[[ Document segment, beginning ]]
Kirchner Targets Argentina’s Military for Revenge

To settle scores from the 1970s, the president tosses aside due process.

April 6, 2014 5:51 p.m. ET
Popular leaders in Latin America often meet little resistance when they strip unpopular
citizens of their civil liberties. But the exercise of even a little authoritarian power is like
an appetizer. It increases the hunger for more.

Cuba in 1959 was an obvious example. So too was Argentina’s right-wing military
dictatorship, which became a law unto itself in the aftermath of the 1976 coup.
Now Argentine President Cristina Kirchner is taking her country down the same illiberal
path by denying due process to some 1,600 prisoners who were members of the
military or police in the 1970s. Argentines and the international community have largely
remained silent about this travesty of justice, presumably because the military
government was so unpopular. They are likely to be sorry.

The Cuban precedent is instructive. Two months after Fidel Castro defeated Cuban
dictator Fulgencio Batista, 43 members of the Cuban air force, selected at random,
were tried on charges of bombing the civilian population during the conflict. A
revolutionary tribunal exonerated the men, citing a lack of evidence.

But Castro disagreed and announced a new trial. No new evidence was presented and
the second tribunal did not issue a ruling. Three days later Castro sentenced the pilots
to 30 years hard labor. The gunners got 20 years and the mechanics got two years.
The bearded revolutionary was a hero, having unseated a dictator. But the nation
would come to regret the power it allowed him when he confined both enemies and
admirers to a police state.

Cristina Kircher apunta a los militares

No one doubts that there were gross human-rights violations committed in Argentina on both sides when the military tried to contain the Castro-inspired terrorism that rocked the country in the 1970s. Morality, national reconciliation and the stability of the republic require that
those responsible be held accountable.

But Mrs. Kirchner is not seeking justice. She wants revenge for the losses the military
inflicted on the left, where her sympathies lie.

After President Néstor Kirchner (2003-07) named new members to the Supreme Court,
it nullified the amnesty that prior governments had granted to members of the military
since 1983. In a separate decision the court ruled that the crimes committed by former
members of terrorist groups were covered by the statute of limitations. Some of these
were employed in Kirchner’s government, had seats in Congress or supported him in
the media. Then he began rounding up military and police who had been on active duty
during the 1970s war. Mrs. Kirchner, who took office in 2007, has quickened the pace
of arrests.

According to the Buenos Aires- based nonprofit Civil Association of Lawyers for Justice
and Harmony, some 700 soldiers and policemen are in jail, while about 900 are under
house arrest. Legal proceedings drag on for years. About half of the judges have been
appointed by the Kirchners. Advocates for the prisoners’ rights allege that all judges
face demotion or transfer if their decisions are not politically correct.
[[ Document segment, end ]]
**Assignment 1:**
Answer these questions from the opinion piece on Kirchner and Argentina's military:
(a) How many members of the Cuban air force were tried two months after Castro defeated Batista?
(b) What sentence did Castro give the pilots?
(c) According to the Civil Association of Lawyers for Justice and Harmony, about how many soldiers and policemen are under house arrest?
**Assignment 2:** Summarize the opinion piece on Kirchner and Argentina's military in two sentences.
**Assignment 3:** Write the next part of the opinion piece on Kirchner and Argentina's military, picking up after its final sentence.
The rows below were taken from a separate source and are unrelated to the opinion piece.
[[ Source information, beginning ]]
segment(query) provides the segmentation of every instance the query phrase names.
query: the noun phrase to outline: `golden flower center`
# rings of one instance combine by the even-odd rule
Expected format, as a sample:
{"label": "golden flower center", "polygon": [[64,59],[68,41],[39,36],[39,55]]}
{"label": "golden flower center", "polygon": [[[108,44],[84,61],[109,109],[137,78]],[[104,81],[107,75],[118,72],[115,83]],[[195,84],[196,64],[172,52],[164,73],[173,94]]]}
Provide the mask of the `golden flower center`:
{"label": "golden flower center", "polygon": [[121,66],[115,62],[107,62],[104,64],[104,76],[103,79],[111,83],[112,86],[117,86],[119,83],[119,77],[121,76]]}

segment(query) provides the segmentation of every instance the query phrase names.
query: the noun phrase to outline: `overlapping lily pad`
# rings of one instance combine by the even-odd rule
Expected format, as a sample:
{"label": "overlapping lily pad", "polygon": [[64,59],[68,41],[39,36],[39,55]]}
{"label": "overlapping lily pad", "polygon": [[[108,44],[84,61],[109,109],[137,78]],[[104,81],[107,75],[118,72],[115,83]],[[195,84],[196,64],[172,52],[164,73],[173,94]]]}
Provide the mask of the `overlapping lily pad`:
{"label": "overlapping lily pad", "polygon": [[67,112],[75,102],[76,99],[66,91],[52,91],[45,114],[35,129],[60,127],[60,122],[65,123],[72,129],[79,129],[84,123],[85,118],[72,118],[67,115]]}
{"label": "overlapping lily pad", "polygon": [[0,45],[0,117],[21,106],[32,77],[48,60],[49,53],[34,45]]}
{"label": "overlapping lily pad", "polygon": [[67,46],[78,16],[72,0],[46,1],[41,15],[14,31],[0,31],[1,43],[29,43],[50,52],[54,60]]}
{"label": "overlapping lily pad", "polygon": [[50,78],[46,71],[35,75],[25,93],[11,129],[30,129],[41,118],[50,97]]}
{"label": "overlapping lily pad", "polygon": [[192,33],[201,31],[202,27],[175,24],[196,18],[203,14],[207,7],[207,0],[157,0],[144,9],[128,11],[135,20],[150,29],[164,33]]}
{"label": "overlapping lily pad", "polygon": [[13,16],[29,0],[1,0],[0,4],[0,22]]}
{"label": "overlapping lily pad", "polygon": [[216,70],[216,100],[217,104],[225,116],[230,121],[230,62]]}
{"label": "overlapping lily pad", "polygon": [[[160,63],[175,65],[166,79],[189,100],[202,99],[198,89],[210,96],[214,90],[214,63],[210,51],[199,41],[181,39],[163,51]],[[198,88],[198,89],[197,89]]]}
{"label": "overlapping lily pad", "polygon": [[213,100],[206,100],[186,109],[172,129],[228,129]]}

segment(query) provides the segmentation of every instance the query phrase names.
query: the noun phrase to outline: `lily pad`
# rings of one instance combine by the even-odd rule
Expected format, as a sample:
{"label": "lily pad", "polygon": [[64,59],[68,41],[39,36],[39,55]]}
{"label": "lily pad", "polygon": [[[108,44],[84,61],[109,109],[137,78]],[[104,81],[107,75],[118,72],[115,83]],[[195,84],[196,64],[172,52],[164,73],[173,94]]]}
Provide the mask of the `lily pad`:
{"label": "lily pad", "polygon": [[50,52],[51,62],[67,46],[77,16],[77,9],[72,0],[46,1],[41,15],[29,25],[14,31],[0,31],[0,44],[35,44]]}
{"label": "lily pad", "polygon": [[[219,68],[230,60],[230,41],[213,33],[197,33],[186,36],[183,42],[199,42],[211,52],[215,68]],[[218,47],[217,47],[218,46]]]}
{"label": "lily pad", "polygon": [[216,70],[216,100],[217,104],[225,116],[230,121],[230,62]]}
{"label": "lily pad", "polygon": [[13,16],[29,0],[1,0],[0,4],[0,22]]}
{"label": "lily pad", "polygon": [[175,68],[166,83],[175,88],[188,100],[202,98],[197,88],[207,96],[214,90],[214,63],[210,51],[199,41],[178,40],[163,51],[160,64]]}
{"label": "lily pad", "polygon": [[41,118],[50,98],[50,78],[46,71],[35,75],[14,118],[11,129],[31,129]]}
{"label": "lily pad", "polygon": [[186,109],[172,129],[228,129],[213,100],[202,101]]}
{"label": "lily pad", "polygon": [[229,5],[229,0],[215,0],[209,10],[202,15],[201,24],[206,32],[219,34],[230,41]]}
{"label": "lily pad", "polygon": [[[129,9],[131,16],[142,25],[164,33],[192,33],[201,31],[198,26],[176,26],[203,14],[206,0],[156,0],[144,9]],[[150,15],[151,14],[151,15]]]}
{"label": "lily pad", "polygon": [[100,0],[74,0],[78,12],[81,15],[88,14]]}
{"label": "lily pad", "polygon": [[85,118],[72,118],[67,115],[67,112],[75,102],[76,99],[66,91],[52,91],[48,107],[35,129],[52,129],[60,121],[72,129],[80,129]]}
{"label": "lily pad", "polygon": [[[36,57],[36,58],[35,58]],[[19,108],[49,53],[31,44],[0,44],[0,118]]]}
[[ Source information, end ]]
**Response area 1:**
(a) 43
(b) 30 years of hard labor
(c) About 900

**Response area 2:** The piece argues that Argentine President Cristina Kirchner is seeking revenge rather than justice by denying due process to some 1,600 prisoners who served in the military or police in the 1970s, and it compares this to Fidel Castro's retrial and sentencing of Cuban air force members in 1959. After a Supreme Court with members named by Néstor Kirchner nullified the military amnesty and ruled that former terrorists' crimes fell under the statute of limitations, arrests began and quickened under Mrs. Kirchner, leaving about 700 in jail and about 900 under house arrest while proceedings drag on for years.

**Response area 3:**
The lawyers’ association has documented many cases of aging and ill prisoners denied
the right to home detention and medical care. Alberto Solanet, who heads the
association, told me in an email last week that 224 have died in confinement.
International conventions assign limits to the number of years the state may hold
prisoners remanded to trial. But the lawyers’ association claims that courts have
allowed those limits to be violated, with some prisoners detained for more than 10
years.

The lawyers’ association says that 334 prisoners have been convicted of crimes
committed during the war. Some may be guilty. But with Mrs. Kirchner’s thumb on the
scales of justice, many of the cases remain contentious.

According to defense attorneys and legal analysts, the courts in many cases ignore the
legal standard that proof beyond reasonable doubt is required to convict. The accused
must prove their innocence. As the 400-strong lawyers association puts it, “merely
belonging to the military or security forces at the time of the alleged event being
investigated renders members subject to indictment and later conviction.” It notes that
“The effective participation in the event of which they are accused does not need to
proven.”

In a letter to La Nacíon on Jan. 29, Aníbal Guevara Bianchi stated that 80% of the
witnesses at his father’s trial said they did not know who he was. One witness placed
him at a time and location when “he was no longer posted in that place.” Others
testified that he had properly performed his duties when he arrested them.

Nevertheless, Mr. Guevara Bianchi’s father “was sentenced to life in prison, a much
harsher conviction than that of his generals in the trial of the juntas.”

The theme of the son’s narrative is by no means unique among prisoners’ families.
Argentines are surely aware that all is not well with their criminal justice system.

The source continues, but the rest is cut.